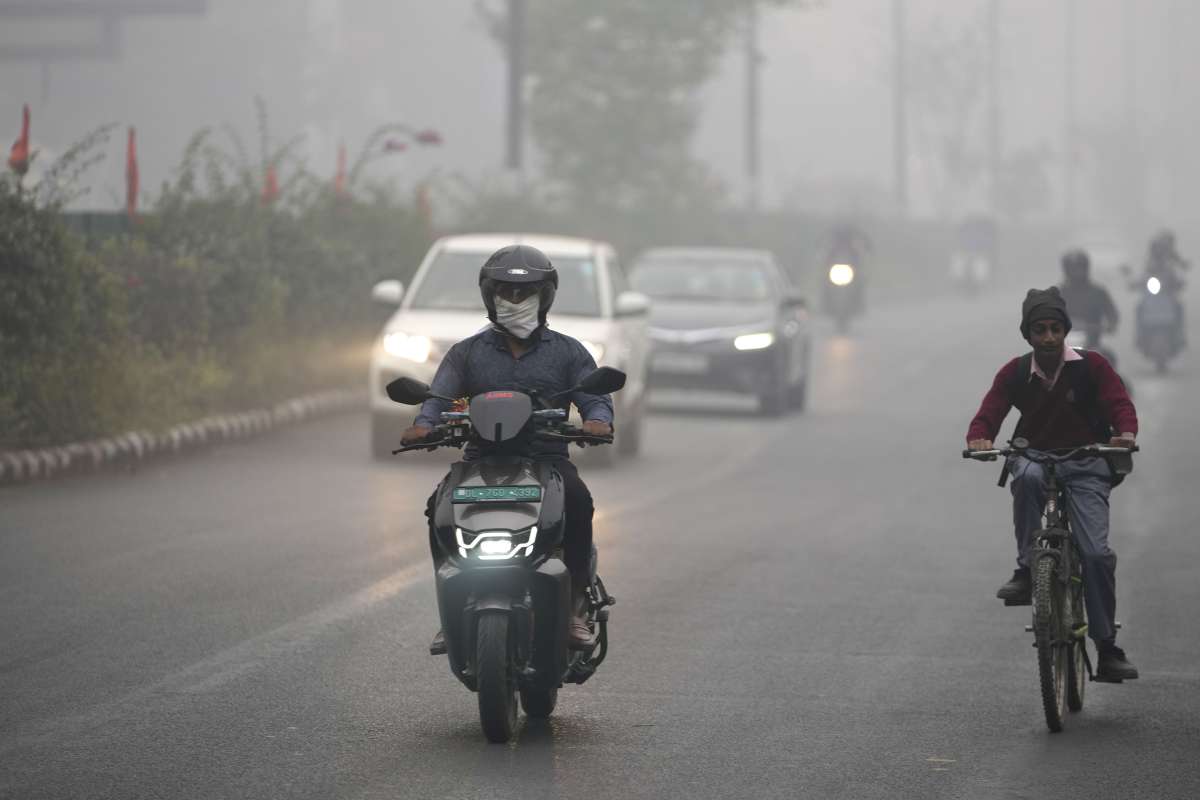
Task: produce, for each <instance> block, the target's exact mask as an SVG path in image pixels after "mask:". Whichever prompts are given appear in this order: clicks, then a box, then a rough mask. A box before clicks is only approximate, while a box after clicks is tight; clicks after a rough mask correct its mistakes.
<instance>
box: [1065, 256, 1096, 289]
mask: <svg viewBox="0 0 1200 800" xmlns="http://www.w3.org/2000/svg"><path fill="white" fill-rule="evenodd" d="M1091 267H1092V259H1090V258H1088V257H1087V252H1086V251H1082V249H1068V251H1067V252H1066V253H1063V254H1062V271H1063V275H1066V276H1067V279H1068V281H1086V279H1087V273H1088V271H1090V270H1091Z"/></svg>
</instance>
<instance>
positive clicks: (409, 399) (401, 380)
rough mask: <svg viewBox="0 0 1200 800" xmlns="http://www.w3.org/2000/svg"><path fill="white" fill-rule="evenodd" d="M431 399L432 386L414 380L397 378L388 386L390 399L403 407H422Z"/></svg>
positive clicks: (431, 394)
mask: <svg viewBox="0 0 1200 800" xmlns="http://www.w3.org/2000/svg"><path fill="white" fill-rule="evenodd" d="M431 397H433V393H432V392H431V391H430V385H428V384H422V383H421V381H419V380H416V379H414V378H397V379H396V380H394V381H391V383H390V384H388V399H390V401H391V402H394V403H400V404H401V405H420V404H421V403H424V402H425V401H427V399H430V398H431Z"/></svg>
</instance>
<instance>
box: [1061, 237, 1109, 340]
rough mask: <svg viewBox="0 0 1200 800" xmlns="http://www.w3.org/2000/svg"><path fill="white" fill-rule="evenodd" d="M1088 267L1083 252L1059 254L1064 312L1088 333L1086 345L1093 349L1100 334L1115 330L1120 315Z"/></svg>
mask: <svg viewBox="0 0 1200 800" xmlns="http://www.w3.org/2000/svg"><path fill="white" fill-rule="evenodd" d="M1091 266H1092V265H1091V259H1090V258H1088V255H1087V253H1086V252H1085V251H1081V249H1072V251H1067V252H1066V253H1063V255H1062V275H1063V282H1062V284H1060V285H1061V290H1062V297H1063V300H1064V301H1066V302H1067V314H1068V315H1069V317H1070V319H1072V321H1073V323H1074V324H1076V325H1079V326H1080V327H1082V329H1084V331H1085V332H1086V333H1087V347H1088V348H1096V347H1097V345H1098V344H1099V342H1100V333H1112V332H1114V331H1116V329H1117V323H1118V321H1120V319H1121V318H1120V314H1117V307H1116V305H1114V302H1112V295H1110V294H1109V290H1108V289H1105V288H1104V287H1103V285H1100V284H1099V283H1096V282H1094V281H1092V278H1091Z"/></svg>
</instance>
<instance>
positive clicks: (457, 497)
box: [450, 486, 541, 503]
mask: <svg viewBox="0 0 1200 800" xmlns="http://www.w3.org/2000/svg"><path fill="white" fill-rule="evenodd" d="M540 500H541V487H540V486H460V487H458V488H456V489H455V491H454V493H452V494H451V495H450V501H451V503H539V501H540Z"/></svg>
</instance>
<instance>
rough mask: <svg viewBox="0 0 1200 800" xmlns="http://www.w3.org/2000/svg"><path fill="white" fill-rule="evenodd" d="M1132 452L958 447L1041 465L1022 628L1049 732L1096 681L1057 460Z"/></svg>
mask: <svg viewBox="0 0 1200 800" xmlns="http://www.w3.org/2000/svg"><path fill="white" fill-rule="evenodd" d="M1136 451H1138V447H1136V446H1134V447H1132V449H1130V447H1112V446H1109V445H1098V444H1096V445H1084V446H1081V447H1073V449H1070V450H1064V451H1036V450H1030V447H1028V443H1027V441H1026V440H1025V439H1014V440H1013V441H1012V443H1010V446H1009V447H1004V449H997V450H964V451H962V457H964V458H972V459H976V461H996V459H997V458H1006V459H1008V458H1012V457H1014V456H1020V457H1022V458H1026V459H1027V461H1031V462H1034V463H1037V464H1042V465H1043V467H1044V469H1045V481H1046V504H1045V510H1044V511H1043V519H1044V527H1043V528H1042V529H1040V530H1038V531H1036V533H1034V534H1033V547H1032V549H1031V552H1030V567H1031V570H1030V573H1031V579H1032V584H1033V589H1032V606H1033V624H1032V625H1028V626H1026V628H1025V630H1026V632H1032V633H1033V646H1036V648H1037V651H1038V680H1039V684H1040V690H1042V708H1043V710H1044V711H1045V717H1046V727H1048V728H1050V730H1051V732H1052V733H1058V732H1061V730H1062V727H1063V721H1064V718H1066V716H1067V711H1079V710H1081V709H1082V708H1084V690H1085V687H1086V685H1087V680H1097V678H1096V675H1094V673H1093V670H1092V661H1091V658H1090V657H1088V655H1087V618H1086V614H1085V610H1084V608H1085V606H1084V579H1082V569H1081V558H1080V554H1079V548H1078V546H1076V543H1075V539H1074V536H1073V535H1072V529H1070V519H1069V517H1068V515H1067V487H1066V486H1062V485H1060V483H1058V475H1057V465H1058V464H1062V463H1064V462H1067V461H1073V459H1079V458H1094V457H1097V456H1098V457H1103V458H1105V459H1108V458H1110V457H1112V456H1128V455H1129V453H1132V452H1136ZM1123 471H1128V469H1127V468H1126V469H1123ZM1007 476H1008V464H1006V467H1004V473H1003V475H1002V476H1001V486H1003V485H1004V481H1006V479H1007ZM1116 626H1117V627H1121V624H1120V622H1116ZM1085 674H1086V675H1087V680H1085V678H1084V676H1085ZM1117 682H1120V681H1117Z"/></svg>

• • • • •

[Exercise goal]:
Give back all entries exactly. No pictures belong in the copy.

[Result]:
Task: produce, for each <instance> block, the target's exact mask as an SVG path in image pixels after "mask:". Whichever prompts are given appear in this order: clicks, then a box, then a rough mask. A box before clicks is only approximate, while a box after clicks is tight; clicks after a rough mask correct its mistakes.
<instance>
box: [1065, 256, 1096, 289]
mask: <svg viewBox="0 0 1200 800" xmlns="http://www.w3.org/2000/svg"><path fill="white" fill-rule="evenodd" d="M1091 267H1092V259H1090V258H1088V257H1087V252H1086V251H1082V249H1068V251H1067V252H1066V253H1063V254H1062V271H1063V275H1066V276H1067V279H1068V281H1086V279H1087V273H1088V271H1090V270H1091Z"/></svg>
</instance>
<instance>
positive clicks: (409, 399) (401, 380)
rough mask: <svg viewBox="0 0 1200 800" xmlns="http://www.w3.org/2000/svg"><path fill="white" fill-rule="evenodd" d="M431 399L432 386L414 380L397 378L388 386L390 399L403 407H422Z"/></svg>
positive clicks: (431, 394)
mask: <svg viewBox="0 0 1200 800" xmlns="http://www.w3.org/2000/svg"><path fill="white" fill-rule="evenodd" d="M431 397H433V393H432V392H431V391H430V385H428V384H422V383H421V381H419V380H416V379H414V378H397V379H396V380H394V381H391V383H390V384H388V399H390V401H391V402H394V403H400V404H401V405H420V404H421V403H424V402H425V401H427V399H430V398H431Z"/></svg>
</instance>
<instance>
box: [1061, 237, 1109, 340]
rough mask: <svg viewBox="0 0 1200 800" xmlns="http://www.w3.org/2000/svg"><path fill="white" fill-rule="evenodd" d="M1088 267L1083 252L1059 254L1064 312L1088 333L1086 345L1093 349L1100 334L1115 330L1120 315Z"/></svg>
mask: <svg viewBox="0 0 1200 800" xmlns="http://www.w3.org/2000/svg"><path fill="white" fill-rule="evenodd" d="M1091 266H1092V265H1091V259H1090V258H1088V255H1087V253H1086V252H1085V251H1081V249H1072V251H1067V252H1066V253H1063V255H1062V275H1063V282H1062V284H1060V285H1061V290H1062V297H1063V300H1064V301H1066V302H1067V314H1068V315H1069V317H1070V319H1072V321H1073V323H1074V324H1076V325H1079V326H1080V327H1082V329H1084V331H1085V332H1086V333H1087V347H1088V348H1096V347H1097V345H1098V344H1099V342H1100V333H1112V332H1114V331H1116V329H1117V323H1118V321H1120V319H1121V318H1120V314H1117V307H1116V305H1114V302H1112V295H1110V294H1109V290H1108V289H1105V288H1104V287H1103V285H1100V284H1099V283H1096V282H1094V281H1092V278H1091Z"/></svg>
</instance>
<instance>
positive clicks: (457, 497)
box: [450, 486, 541, 503]
mask: <svg viewBox="0 0 1200 800" xmlns="http://www.w3.org/2000/svg"><path fill="white" fill-rule="evenodd" d="M540 500H541V487H540V486H460V487H458V488H456V489H455V491H454V493H452V494H451V495H450V501H451V503H539V501H540Z"/></svg>
</instance>
<instance>
rough mask: <svg viewBox="0 0 1200 800" xmlns="http://www.w3.org/2000/svg"><path fill="white" fill-rule="evenodd" d="M1132 452L958 447L1041 465L1022 628L1049 732L1096 681L1057 460Z"/></svg>
mask: <svg viewBox="0 0 1200 800" xmlns="http://www.w3.org/2000/svg"><path fill="white" fill-rule="evenodd" d="M1136 451H1138V447H1136V446H1134V447H1132V449H1130V447H1112V446H1109V445H1098V444H1096V445H1084V446H1081V447H1073V449H1070V450H1064V451H1036V450H1030V447H1028V443H1027V441H1026V440H1025V439H1014V440H1013V441H1012V443H1010V446H1009V447H1004V449H997V450H964V451H962V457H964V458H972V459H976V461H996V459H997V458H1006V459H1008V458H1012V457H1014V456H1020V457H1022V458H1026V459H1027V461H1031V462H1034V463H1037V464H1042V465H1043V467H1044V469H1045V481H1046V504H1045V510H1044V511H1043V519H1044V527H1043V528H1042V529H1040V530H1038V531H1036V533H1034V534H1033V547H1032V549H1031V552H1030V567H1031V570H1030V573H1031V579H1032V584H1033V589H1032V606H1033V624H1032V625H1028V626H1026V628H1025V630H1026V632H1032V633H1033V646H1036V648H1037V651H1038V680H1039V684H1040V690H1042V708H1043V710H1044V711H1045V717H1046V727H1048V728H1050V730H1051V732H1052V733H1058V732H1061V730H1062V727H1063V721H1064V718H1066V716H1067V711H1079V710H1081V709H1082V708H1084V690H1085V687H1086V685H1087V680H1097V678H1096V675H1094V673H1093V670H1092V661H1091V658H1090V657H1088V655H1087V618H1086V614H1085V610H1084V608H1085V606H1084V579H1082V569H1081V558H1080V554H1079V548H1078V546H1076V543H1075V539H1074V536H1073V535H1072V529H1070V519H1069V517H1068V515H1067V487H1066V486H1062V485H1060V483H1058V475H1057V465H1058V464H1062V463H1064V462H1067V461H1073V459H1079V458H1094V457H1097V456H1098V457H1103V458H1105V459H1108V458H1110V457H1112V456H1128V455H1129V453H1132V452H1136ZM1123 471H1128V469H1127V468H1126V469H1123ZM1007 476H1008V464H1006V467H1004V473H1003V475H1002V476H1001V486H1003V485H1004V481H1006V479H1007ZM1116 626H1117V627H1121V624H1120V622H1116ZM1085 674H1086V675H1087V680H1085V678H1084V676H1085ZM1117 682H1120V681H1117Z"/></svg>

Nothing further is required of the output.